▶ [Article]
_____

Le groupe Canal+, filiale de Vivendi, vient de mettre les bâtons dans les roues en annonçant le retrait de ses chaînes payantes de la TNT à partir de juin 2025. Une décision qui fait suite au non-renouvellement de la fréquence C8 par l’Arcom, marquant une escalade de tensions entre le groupe Bolloré et le régulateur de l’audiovisuel. Cette manœuvre, au-delà d’une simple mésentente, révèle les limites d’un système audiovisuel français à bout de souffle.
Un bras d’honneur assumé chez Arcom
Canal+ ne mâche pas ses mots. Dans son communiqué, le groupe dénonce un « Un environnement fiscal et réglementaire de plus en plus restrictif »citant notamment l’augmentation de la taxe versée au CNC (pour permettre la production d’une majorité de navets, moralisatrices, idéologiques, etc.) et les menaces sur son taux réduit de TVA. Mais c’est la suppression de la chaîne C8 de la TNT, perçue comme une attaque frontale, qui a déclenché cette riposte inédite.
La décision de l’Arcom, justifiée par une volonté de pluralisme et une réaction aux polémiques autour de programmes comme Ne touchez pas à mon messagea été interprétée par Canal+ comme une forme de censure. En réponse, le groupe a décidé de supprimer Canal+, Canal+ Cinéma, Canal+ Sport et Planète+ de la TNT, une mesure qui concernera près de 70 000 abonnés.
Un système audiovisuel à bout de souffle
Cette confrontation met en lumière les failles d’un modèle réglementaire dépassé. Si Canal+ reste un acteur majeur du financement du cinéma français, le groupe se sent de plus en plus étouffé par une réglementation qu’il juge inadaptée face à la concurrence internationale. Fiscalité élevée et contraintes administratives sont autant d’obstacles à la compétitivité des acteurs français par rapport aux géants du streaming comme Netflix ou Amazon Prime Video, largement épargnés des mêmes exigences.
Pour le mauvais cinéma français, souvent pointé du doigt pour sa qualité douteuse et sa dépendance aux subventions publiques, cette décision pourrait avoir des répercussions considérables. Canal+, principal financier du secteur, revoit clairement ses priorités. Une redistribution des cartes pourrait enfin conduire à une remise en cause d’un système qui privilégie parfois la quantité à la qualité.
Un impact limité pour les abonnés, mais une symbolique forte
Pour les abonnés exclusivement TNT, Canal+ propose des alternatives via le satellite, la fibre, l’ADSL ou son application myCanal. Si l’impact pratique semble réduit, le message envoyé à Arcom est clair : le groupe Bolloré refuse de se plier à des injonctions qu’il juge partiales.
Cette décision s’inscrit également dans un contexte plus large où Canal+ se réinvente en tant que plateforme numérique, s’affranchissant progressivement des contraintes de la diffusion terrestre. Pour l’instant seulement CNews et CStar Sur la TNT, le groupe garde néanmoins un pied dans l’écosystème traditionnel.

_____

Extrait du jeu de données
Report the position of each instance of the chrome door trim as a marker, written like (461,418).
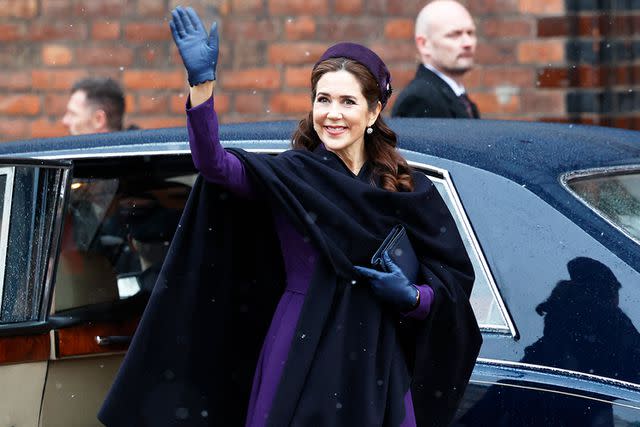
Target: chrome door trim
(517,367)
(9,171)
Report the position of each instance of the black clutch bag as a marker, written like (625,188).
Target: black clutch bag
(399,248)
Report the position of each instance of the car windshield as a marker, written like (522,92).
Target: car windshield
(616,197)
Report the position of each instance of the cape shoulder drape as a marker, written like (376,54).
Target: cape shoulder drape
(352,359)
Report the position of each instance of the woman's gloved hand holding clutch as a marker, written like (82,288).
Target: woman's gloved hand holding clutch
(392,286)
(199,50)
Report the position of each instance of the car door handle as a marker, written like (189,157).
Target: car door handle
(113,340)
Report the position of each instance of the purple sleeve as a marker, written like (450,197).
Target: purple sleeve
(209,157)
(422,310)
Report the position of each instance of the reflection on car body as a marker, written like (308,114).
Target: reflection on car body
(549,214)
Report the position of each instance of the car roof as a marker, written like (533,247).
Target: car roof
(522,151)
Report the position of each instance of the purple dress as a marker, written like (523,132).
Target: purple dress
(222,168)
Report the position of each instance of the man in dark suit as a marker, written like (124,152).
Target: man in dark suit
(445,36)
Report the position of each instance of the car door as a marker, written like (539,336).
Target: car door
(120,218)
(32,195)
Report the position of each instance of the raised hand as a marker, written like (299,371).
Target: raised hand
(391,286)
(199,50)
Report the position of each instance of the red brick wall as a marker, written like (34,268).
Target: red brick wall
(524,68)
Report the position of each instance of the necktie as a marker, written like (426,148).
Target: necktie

_____

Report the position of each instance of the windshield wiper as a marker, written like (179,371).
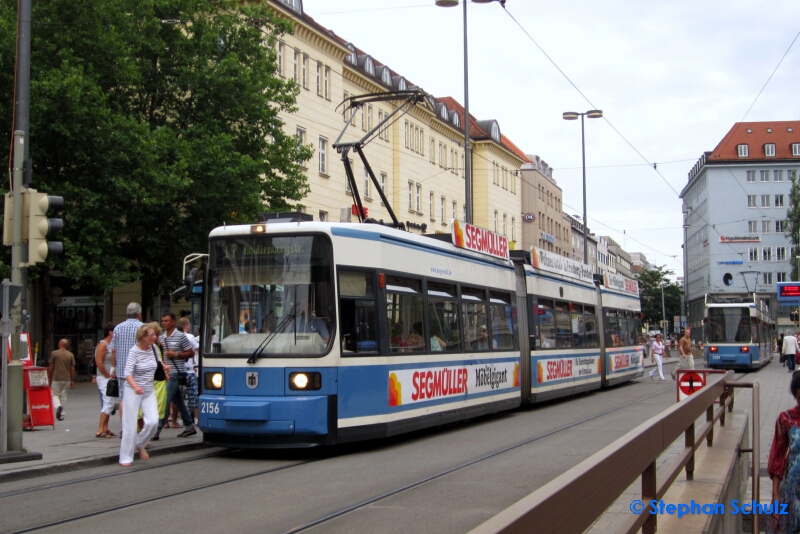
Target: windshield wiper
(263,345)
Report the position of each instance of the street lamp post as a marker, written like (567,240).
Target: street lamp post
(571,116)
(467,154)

_____

▶ [Tâches à effectuer]
**a.** Dans la liste, recopie le passage allant de la ligne contenant « Report the position of each instance of the man » jusqu'à celle contenant « Target: necktie », bornes comprises, en remplaçant « marker » par « point » sans rien modifier d'autre.
**b.** Rédige la suite de l'article sur le retrait des chaînes payantes de Canal+ de la TNT, à partir de l'endroit où il s'arrête.
Cette liste n'a aucun lien avec l'article.

▶ [Réponses dans l'ordre]
**a.**
Report the position of each instance of the man in dark suit as a point, written like (124,152).
Target: man in dark suit
(445,36)
Report the position of each instance of the car door as a point, written like (539,336).
Target: car door
(120,218)
(32,195)
Report the position of each instance of the raised hand as a point, written like (299,371).
Target: raised hand
(391,286)
(199,50)
Report the position of each instance of the red brick wall as a point, written like (34,268).
Target: red brick wall
(524,68)
Report the position of each instance of the necktie as a point, written like (426,148).
Target: necktie

**b.**
Le pluralisme des médias en question
Le retrait de C8 et les tensions autour de Canal+ relancent le débat sur la liberté d’expression et le pluralisme des médias en France. L’éviction de la chaîne leader de la TNT, avec plus de 9,6 millions de téléspectateurs quotidiens, a suscité une vague d’indignation. Une pétition de soutien à C8 a récolté près d’un million de signatures, dénonçant une décision considérée comme une atteinte à la liberté d’expression.
Le retrait des chaînes Canal+ de la TNT ouvre un vide dans le paysage télévisuel, déjà convoité par d’autres acteurs comme NRJ 12 ou des projets comme L’Express TV. La redistribution des fréquences pourrait remodeler le paysage audiovisuel, mais le départ d’un acteur aussi emblématique que Canal+ jette une ombre sur l’avenir du secteur.
Cette décision symbolise aussi une fracture entre les grandes entreprises médiatiques françaises et un État qui peine à concilier réglementation stricte et soutien à la compétitivité. Dans un marché dominé par les plateformes internationales, le départ de Canal+ de la TNT illustre une désillusion croissante à l’égard des institutions françaises, perçues comme un obstacle plus que comme un soutien.
En choisissant de retirer ses chaînes payantes de la TNT, Canal+ n’envoie pas seulement un message à l’Arcom : il pose une question cruciale sur l’avenir des médias audiovisuels français. Entre réglementation rigide, financements controversés et concurrence internationale acharnée, le modèle actuel semble s’essouffler.
Cette décision, qui pourrait accélérer la disparition des productions cinématographiques de mauvaise qualité, ouvre la voie à une nécessaire refonte du secteur. Dans un contexte de transformations numériques, Canal+ et le groupe Bolloré semblent envoyer un message fort : « Ne faites pas la bêtise avec nous ». Mais qu’Arcom se rassure, personne ne pleurera si des films comme Les Barbares, ou Ma France à Moi, ne peuvent plus être produits, faute d’argent public.